-- WORK TO DO --
(1) From the text on bank internships, return the passage starting at "So why do banks" and ending at "one party's perspective.".
(2) Answer these questions from the text on bank internships, one answer per line, marked (a), (b), (c):
(a) According to the text, what is internship an audition for?
(b) What are the banks seeing in the interns?
(c) What does the text say is viewed as a reasonable proxy for gauging interns' long-term stress management?
# start of EXCERPTED TEXT
So why do banks work interns so hard - and why do interns play along? The latter half of that question is easiest to answer; internship is an audition for employment at the bank, with all the other interns providing constant competition, and often the most straight forward way for an intern to feel that they are competitive is in terms of the hours they've worked - an objective numeric score, in an environment where it is otherwise very hard for you to measure how well you are doing. The banks in turn are seeing how the interns hold up under stress. If they are to be hired, they will be in a stressful environment for years. To gauge their long-term stress management, ratcheting up the stress levels for the relatively short period of their internship is viewed as a reasonable proxy. Overworking interns is a win-win - at least, from one party's perspective.
# end of EXCERPTED TEXT
# start of ENTRIES PROVIDED
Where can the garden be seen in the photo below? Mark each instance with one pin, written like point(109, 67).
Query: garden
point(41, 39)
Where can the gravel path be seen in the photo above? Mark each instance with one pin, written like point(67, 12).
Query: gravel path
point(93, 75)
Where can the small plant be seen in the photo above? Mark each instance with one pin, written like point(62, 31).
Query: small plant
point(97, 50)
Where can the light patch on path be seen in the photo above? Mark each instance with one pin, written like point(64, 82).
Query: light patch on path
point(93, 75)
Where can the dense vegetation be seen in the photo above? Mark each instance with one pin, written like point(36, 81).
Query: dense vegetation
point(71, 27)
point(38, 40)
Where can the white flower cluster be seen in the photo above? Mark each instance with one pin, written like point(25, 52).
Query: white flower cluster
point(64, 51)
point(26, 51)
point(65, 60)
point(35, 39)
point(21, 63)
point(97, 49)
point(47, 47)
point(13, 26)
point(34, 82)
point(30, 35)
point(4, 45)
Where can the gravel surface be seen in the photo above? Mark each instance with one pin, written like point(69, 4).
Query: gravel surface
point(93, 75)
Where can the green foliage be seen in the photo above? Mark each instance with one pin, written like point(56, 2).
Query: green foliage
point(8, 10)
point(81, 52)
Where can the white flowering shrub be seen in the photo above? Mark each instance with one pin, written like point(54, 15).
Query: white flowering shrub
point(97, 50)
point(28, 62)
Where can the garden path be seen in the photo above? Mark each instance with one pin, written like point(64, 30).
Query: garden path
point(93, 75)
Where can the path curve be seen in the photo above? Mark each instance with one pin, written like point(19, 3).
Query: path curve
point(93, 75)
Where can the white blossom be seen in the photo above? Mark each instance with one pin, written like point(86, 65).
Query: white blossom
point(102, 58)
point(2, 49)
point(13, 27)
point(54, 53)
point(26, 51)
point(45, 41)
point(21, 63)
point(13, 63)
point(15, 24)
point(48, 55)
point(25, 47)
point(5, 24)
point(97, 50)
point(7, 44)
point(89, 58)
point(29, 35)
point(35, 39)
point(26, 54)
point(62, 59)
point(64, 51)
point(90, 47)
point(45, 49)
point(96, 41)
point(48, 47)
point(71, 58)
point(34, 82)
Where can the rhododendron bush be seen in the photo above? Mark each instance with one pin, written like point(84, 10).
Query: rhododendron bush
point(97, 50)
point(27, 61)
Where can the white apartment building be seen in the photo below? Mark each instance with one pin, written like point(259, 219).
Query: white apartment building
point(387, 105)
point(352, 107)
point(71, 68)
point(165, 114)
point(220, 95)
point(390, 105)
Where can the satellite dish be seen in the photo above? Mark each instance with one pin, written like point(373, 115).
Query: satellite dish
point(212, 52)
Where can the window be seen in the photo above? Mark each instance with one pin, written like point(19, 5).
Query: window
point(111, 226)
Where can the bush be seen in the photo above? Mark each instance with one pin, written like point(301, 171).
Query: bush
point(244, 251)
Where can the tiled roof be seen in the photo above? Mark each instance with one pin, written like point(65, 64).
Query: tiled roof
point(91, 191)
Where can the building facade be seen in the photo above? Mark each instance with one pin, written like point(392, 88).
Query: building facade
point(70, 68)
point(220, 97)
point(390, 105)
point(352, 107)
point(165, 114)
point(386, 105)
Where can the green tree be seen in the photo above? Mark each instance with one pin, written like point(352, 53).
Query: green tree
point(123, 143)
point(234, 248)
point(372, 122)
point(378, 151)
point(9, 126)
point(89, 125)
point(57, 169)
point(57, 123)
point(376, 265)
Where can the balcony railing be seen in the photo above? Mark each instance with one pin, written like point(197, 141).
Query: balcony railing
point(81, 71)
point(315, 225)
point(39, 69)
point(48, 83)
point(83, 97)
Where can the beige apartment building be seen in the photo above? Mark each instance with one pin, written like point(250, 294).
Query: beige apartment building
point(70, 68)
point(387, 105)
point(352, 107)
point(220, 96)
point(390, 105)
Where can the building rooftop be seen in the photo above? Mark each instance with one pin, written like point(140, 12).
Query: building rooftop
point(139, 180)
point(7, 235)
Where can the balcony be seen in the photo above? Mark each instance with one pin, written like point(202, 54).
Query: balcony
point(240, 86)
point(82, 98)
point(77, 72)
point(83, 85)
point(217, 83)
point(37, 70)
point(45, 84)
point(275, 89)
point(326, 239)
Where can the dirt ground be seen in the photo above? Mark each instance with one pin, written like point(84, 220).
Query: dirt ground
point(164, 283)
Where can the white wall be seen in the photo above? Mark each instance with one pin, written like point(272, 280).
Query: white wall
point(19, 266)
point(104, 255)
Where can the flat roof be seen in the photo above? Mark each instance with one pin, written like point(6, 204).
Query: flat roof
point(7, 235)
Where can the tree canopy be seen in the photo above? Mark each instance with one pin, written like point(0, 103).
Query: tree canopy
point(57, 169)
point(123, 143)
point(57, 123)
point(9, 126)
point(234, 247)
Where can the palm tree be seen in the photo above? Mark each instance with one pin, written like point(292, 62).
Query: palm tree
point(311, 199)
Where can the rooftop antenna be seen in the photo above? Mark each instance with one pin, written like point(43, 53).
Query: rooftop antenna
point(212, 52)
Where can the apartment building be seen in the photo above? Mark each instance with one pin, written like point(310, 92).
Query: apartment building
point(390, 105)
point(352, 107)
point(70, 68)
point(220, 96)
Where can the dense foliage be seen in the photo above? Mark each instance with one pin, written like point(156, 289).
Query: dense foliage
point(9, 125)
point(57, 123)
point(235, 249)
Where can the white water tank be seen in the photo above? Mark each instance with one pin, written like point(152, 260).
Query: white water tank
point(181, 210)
# end of ENTRIES PROVIDED
-- WORKED SOLUTIONS --
(1)
So why do banks work interns so hard - and why do interns play along? The latter half of that question is easiest to answer; internship is an audition for employment at the bank, with all the other interns providing constant competition, and often the most straight forward way for an intern to feel that they are competitive is in terms of the hours they've worked - an objective numeric score, in an environment where it is otherwise very hard for you to measure how well you are doing. The banks in turn are seeing how the interns hold up under stress. If they are to be hired, they will be in a stressful environment for years. To gauge their long-term stress management, ratcheting up the stress levels for the relatively short period of their internship is viewed as a reasonable proxy. Overworking interns is a win-win - at least, from one party's perspective.

(2)
(a) Employment at the bank.
(b) How the interns hold up under stress.
(c) Ratcheting up the stress levels for the relatively short period of their internship.